Nuestra madre la Inteligencia no fue muy generosa conmigo en la repartición de sus dones –otras madrinas más modestas presidieron mi nacimiento. Sería impertinente de mi parte fabricar artificios intelectuales para halagar a don Carlos con los que, por otra parte, no alcanzaría sino a irritarlo, ya que todo él era de una sola pieza, sin fisuras. Me corresponde proceder de otra manera.

Imaginemos un retrato de don Carlos hecho por algún maestro flamenco o italiano. Al fondo hay un remoto paisaje con figurillas en que anda cada cual en lo suyo. Allá lejos vemos un diminuto labrador con un microscópico hacecillo de leña al hombro. Sus rojas calzas y su negro jubón son apenas un puntito de color en la nieve. Podríamos sin duda prescindir de él, pero algo en la composición iba a faltar, aunque pudiera desaparecer sin mayor riesgo. Ese minúsculo labrador es quien les habla, y el hacecillo que lleva al hombro, las páginas que deseo leerles. Su única justificación es que forman una miniatura de don Carlos Pellicer que vive sólo en mi memoria. Tendré el coraje de ofrecérselas a ustedes como una prueba de mi admiración y cariño hacia uno de los grandes creadores del idioma español.

Datos extraídos:
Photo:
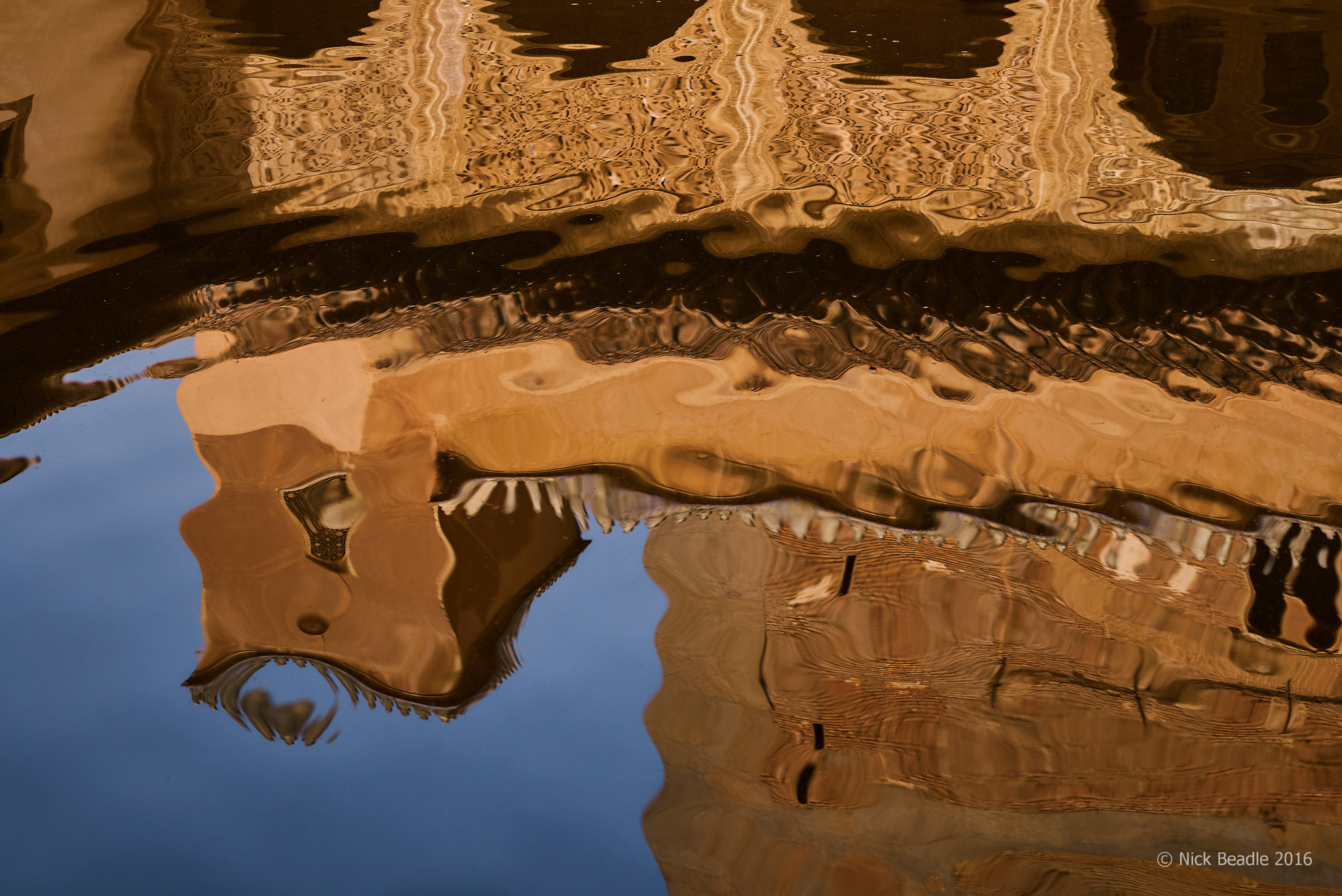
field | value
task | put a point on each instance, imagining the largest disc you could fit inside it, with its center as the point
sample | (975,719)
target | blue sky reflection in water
(116,782)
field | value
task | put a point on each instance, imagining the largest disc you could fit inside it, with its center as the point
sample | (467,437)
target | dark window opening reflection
(1242,97)
(1294,78)
(927,39)
(595,34)
(292,29)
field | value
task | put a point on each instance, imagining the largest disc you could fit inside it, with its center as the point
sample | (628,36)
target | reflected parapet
(982,713)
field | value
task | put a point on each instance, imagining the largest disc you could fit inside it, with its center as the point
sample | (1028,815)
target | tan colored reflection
(321,544)
(972,717)
(432,120)
(875,443)
(757,132)
(874,681)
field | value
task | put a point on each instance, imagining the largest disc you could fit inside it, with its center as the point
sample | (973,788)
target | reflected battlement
(1052,132)
(336,558)
(904,717)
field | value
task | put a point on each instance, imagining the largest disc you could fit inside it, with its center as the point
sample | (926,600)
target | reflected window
(326,509)
(1242,96)
(292,29)
(924,39)
(594,34)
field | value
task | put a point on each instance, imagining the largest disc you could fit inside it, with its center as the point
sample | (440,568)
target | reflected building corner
(337,555)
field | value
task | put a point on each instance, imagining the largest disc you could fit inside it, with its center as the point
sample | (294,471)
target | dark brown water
(799,449)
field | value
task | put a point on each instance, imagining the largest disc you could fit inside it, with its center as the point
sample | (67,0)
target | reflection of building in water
(1242,92)
(1246,481)
(974,715)
(321,545)
(442,120)
(1084,616)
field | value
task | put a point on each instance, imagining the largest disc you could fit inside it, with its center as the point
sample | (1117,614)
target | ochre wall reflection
(321,544)
(969,719)
(917,623)
(440,119)
(741,119)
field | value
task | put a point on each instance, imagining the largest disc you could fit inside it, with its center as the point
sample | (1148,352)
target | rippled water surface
(799,449)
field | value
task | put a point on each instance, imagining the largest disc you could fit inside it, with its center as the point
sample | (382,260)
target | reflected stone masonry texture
(977,371)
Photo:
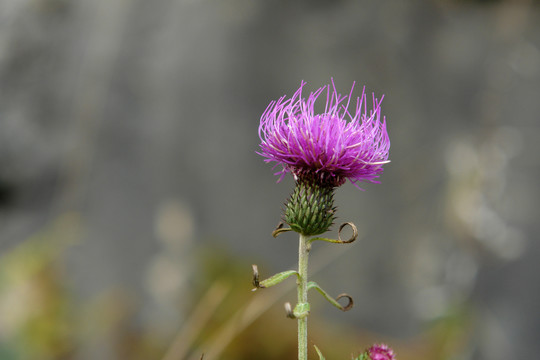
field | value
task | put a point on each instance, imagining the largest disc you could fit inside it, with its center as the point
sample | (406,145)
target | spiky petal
(338,144)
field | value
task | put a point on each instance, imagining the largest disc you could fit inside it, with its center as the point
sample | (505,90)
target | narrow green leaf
(319,353)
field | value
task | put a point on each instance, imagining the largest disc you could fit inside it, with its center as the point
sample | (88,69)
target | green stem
(303,252)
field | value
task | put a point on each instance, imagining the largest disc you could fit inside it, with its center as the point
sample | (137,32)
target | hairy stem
(303,253)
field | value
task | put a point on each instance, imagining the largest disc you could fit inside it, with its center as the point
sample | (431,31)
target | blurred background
(132,203)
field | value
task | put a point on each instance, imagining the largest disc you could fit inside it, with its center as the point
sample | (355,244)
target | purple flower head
(380,352)
(338,144)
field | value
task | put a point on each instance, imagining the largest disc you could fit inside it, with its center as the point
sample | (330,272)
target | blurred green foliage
(223,318)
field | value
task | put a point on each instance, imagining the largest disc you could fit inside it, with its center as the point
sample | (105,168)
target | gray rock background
(142,117)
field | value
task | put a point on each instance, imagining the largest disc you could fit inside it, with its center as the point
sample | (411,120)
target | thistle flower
(330,147)
(322,150)
(380,352)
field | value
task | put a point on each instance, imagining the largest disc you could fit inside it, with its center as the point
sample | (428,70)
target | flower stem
(303,253)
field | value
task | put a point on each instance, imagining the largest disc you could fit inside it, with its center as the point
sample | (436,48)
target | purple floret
(380,352)
(332,146)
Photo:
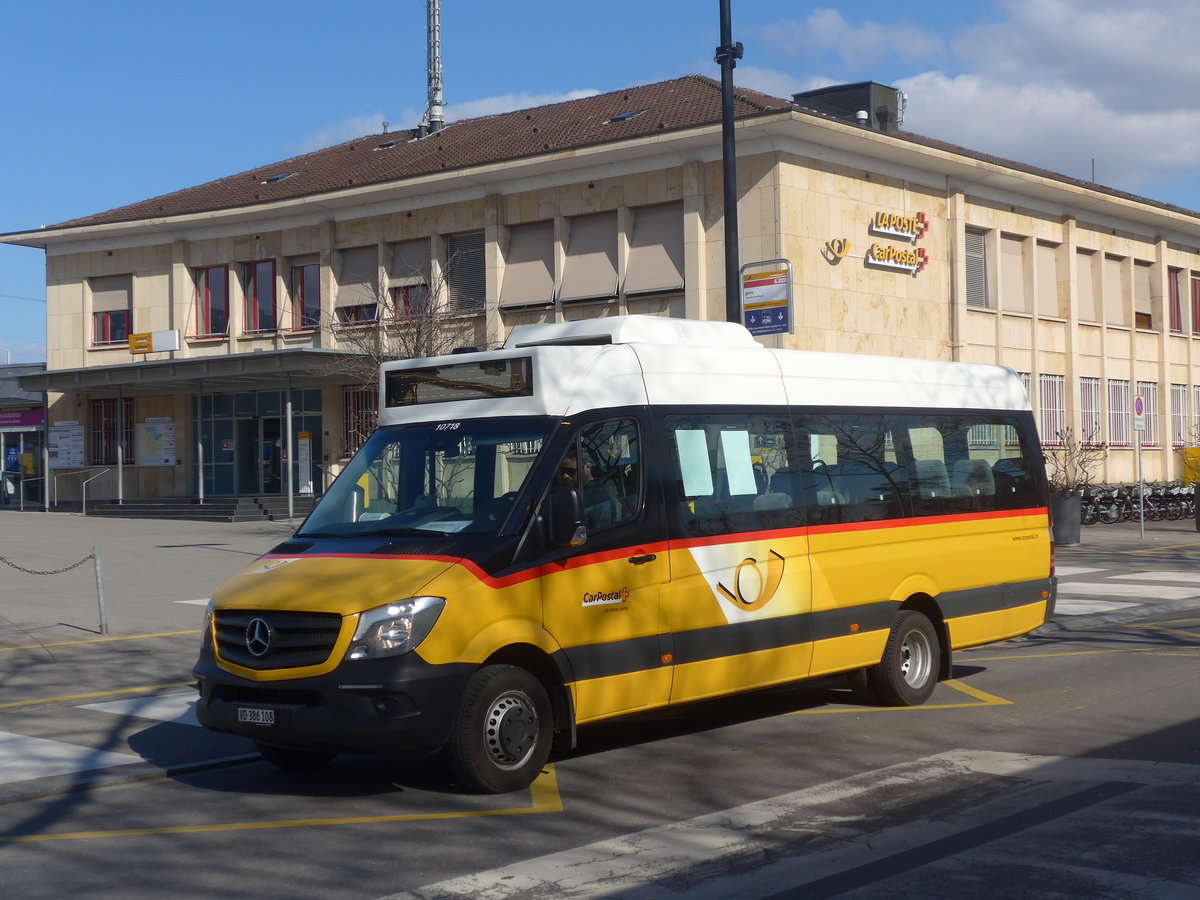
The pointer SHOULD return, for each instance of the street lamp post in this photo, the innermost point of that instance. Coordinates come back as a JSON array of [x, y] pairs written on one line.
[[727, 55]]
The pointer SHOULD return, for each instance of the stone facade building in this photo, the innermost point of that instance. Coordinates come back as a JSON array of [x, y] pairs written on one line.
[[251, 297]]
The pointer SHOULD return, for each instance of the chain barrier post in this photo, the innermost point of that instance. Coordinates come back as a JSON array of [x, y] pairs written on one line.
[[100, 592]]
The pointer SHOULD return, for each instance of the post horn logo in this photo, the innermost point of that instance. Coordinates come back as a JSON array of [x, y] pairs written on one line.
[[767, 587], [835, 249]]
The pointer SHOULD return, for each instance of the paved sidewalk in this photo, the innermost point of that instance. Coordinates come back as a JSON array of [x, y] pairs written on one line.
[[153, 571]]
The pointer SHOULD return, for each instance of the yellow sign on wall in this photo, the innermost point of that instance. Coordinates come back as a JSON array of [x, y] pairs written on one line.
[[1192, 466]]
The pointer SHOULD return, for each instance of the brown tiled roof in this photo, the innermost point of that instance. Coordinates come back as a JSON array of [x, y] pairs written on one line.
[[377, 159], [677, 105]]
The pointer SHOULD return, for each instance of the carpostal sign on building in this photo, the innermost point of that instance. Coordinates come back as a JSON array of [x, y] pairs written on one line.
[[887, 256]]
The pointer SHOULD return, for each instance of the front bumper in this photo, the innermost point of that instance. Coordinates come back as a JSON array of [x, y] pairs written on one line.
[[397, 705]]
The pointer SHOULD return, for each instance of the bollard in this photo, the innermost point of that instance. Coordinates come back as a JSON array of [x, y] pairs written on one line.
[[100, 592]]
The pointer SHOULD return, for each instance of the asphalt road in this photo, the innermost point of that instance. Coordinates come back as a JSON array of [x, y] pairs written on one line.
[[1062, 765]]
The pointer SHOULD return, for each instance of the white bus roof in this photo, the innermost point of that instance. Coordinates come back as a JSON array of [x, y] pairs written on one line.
[[637, 360]]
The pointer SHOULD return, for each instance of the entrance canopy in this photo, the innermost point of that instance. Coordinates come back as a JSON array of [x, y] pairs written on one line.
[[274, 370]]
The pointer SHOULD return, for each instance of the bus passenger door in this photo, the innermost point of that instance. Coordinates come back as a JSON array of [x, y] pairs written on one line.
[[738, 607], [601, 600]]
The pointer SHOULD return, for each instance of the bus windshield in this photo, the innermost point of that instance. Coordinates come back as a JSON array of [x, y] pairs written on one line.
[[432, 478]]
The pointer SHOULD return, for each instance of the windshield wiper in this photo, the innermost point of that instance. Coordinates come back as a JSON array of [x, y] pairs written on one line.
[[417, 532]]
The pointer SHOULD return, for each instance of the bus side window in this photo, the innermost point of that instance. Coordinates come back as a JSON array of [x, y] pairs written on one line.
[[609, 473], [733, 473]]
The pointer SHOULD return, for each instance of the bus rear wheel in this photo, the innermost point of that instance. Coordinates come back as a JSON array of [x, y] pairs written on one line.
[[502, 736], [912, 658]]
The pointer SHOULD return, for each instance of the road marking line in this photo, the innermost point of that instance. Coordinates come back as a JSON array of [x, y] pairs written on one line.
[[1074, 606], [1186, 577], [708, 856], [23, 759], [95, 694], [985, 700], [544, 798], [1105, 588], [1157, 550], [179, 708], [95, 640]]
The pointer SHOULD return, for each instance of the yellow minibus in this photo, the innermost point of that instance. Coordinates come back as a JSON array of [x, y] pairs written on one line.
[[616, 515]]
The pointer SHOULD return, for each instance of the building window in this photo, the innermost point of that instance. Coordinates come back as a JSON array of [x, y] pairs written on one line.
[[1119, 412], [1090, 412], [1013, 293], [1195, 304], [1050, 297], [1114, 291], [408, 279], [1179, 415], [108, 427], [261, 295], [358, 315], [213, 300], [306, 295], [1194, 437], [977, 268], [359, 417], [1143, 315], [112, 312], [358, 286], [655, 250], [466, 273], [1053, 412], [1085, 286], [1174, 299], [409, 301], [1149, 394], [528, 265]]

Tarea escrita 1:
En el extracto sobre don Carlos Pellicer, ¿qué lleva al hombro el diminuto labrador del paisaje?
Tarea escrita 2:
Pasa a una lista JSON de cadenas, una por cada línea y sin líneas en blanco, el tramo de las entradas que empieza en la línea que contiene "The pointer SHOULD return, for each instance of the front" y termina tras la que contiene "[[637, 360]]".
El texto y las entradas provienen de fuentes distintas.

Respuesta completa 1:
Un microscópico hacecillo de leña.

Respuesta completa 2:
[
  "The pointer SHOULD return, for each instance of the front bumper in this photo, the innermost point of that instance. Coordinates come back as a JSON array of [x, y] pairs written on one line.",
  "[[397, 705]]",
  "The pointer SHOULD return, for each instance of the bollard in this photo, the innermost point of that instance. Coordinates come back as a JSON array of [x, y] pairs written on one line.",
  "[[100, 592]]",
  "The pointer SHOULD return, for each instance of the asphalt road in this photo, the innermost point of that instance. Coordinates come back as a JSON array of [x, y] pairs written on one line.",
  "[[1062, 765]]",
  "The pointer SHOULD return, for each instance of the white bus roof in this photo, the innermost point of that instance. Coordinates come back as a JSON array of [x, y] pairs written on one line.",
  "[[637, 360]]"
]